Aufgabe: Wie lautet im Text über DNA-Profile alles von „Das revidierte DNA-Profil-Gesetz“ bis hinunter zu „die biogeografische Herkunft.“, wenn Sie „Analysemethode“ gegen „Untersuchungsmethode“ austauschen?

Textauszug:

►

4 Mai 2021

Nationalrat debattiert über erweiterte Nutzung von DNA-Profilen

Sollen Strafverfolgungsbehörden in Zukunft mehr Informationen aus dem DNA-Profil herauslesen dürfen? Darüber debattiert am Dienstag der Nationalrat. Es geht um die Zulassung der so genannten Phänotypisierung.

In der forensischen Ermittlungsarbeit können DNA-Spuren wichtige Hinweise liefern, weil sich anhand dieser Informationen Täterprofile erstellen lassen. In der Schweiz darf aber heute nur nach DNA-Übereinstimmungen in vorhandenen Datenbanken gesucht werden, und es darf nur das Geschlecht herausgelesen werden.

Die Sicherheitspolitische Kommission des Nationalrates (Sik-N) stellt sich hinter den Vorschlag des Bundesrates. Sie unterstützt die Änderungen im DNA-Profil-Gesetz und in der Strafprozessordnung mit 18 zu 4 Stimmen bei 3 Enthaltungen. Nicht auf die Vorlage eintreten wollen die Grünen.

Das revidierte DNA-Profil-Gesetz soll die DNA-Phänotypisierung ermöglichen. Diese wissenschaftliche Analysemethode erlaubt es, aus einer DNA-Spur äusserliche Merkmale mit einer bestimmten Wahrscheinlichkeit herauszulesen. Dabei geht es um die Farbe von Augen, Haut und Haar, das Alter und die biogeografische Herkunft.

Die Phänotypisierung soll nur zur Aufklärung von schweren Verbrechen und auf Anordnung der Staatsanwaltschaft angewendet werden dürfen, konkret bei Straftatbeständen, welche mit einer maximalen Freiheitsstrafe von über drei Jahren bestraft werden. Das sind zum Beispiel Vergewaltigung, Mord und Raub.

In den Augen der Kommissionsmehrheit und des Bundesrates richtet sich die Phänotypisierung nicht gegen eine bestimmte Person, sondern dient der Eingrenzung von Personenkreisen bei einer Ermittlung.

Eine starke Minderheit will allerdings einen Deliktekatalog für die Anwendung dieser Fahndungsmethode festschreiben. Sie will so sicherstellen, dass die Phänotypisierung nicht zum Regelfall wird.

◄

Zeilen:

►

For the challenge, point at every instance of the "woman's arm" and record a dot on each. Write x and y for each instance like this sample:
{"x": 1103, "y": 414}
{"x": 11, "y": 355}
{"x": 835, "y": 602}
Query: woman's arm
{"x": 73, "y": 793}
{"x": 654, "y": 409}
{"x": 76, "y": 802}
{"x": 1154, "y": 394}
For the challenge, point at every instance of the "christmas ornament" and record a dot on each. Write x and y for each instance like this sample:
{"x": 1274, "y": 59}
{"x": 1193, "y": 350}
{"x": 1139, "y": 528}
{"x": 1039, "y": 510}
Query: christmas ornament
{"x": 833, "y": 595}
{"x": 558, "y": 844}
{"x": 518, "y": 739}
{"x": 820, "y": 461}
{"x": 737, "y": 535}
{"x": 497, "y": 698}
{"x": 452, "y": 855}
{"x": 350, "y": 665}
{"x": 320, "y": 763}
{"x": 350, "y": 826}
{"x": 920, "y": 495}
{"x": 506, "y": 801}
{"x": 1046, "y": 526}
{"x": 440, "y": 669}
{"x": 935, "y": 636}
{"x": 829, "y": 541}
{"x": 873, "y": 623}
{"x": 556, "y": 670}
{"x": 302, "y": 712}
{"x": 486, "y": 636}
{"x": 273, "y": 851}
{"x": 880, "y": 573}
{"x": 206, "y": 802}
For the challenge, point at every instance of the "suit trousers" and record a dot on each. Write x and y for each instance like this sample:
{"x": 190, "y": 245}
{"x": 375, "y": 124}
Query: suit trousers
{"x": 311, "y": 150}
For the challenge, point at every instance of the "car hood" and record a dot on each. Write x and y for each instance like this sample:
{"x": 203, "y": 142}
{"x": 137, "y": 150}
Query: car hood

◄

Lösung:
Das revidierte DNA-Profil-Gesetz soll die DNA-Phänotypisierung ermöglichen. Diese wissenschaftliche Untersuchungsmethode erlaubt es, aus einer DNA-Spur äusserliche Merkmale mit einer bestimmten Wahrscheinlichkeit herauszulesen. Dabei geht es um die Farbe von Augen, Haut und Haar, das Alter und die biogeografische Herkunft.